**Working data:**
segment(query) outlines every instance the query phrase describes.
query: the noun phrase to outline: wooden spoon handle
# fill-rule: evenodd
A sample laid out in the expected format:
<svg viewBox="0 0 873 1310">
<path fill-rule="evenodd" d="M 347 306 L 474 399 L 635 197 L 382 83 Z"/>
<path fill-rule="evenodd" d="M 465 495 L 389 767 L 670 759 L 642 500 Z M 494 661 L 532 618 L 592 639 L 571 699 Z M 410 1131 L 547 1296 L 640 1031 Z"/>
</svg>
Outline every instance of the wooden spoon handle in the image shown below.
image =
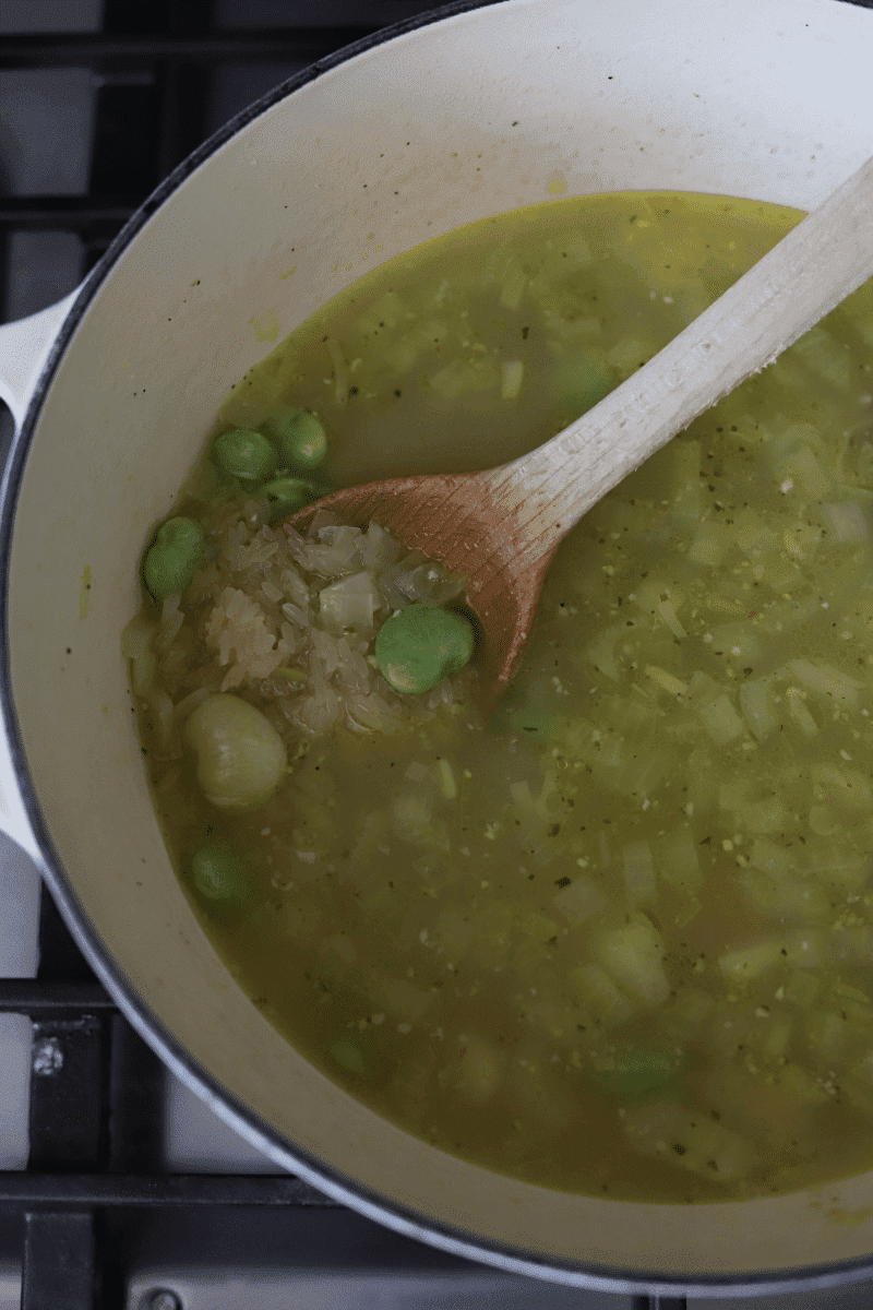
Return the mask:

**Task objective:** List every line of the records that contains the string "path", treating uppercase and lowercase letters as different.

**Complete answer:**
<path fill-rule="evenodd" d="M 347 306 L 474 399 L 635 197 L 382 83 Z"/>
<path fill-rule="evenodd" d="M 465 495 L 389 767 L 670 759 L 642 500 Z M 494 661 L 532 618 L 592 639 L 571 699 Z M 410 1131 L 547 1296 L 640 1031 Z"/>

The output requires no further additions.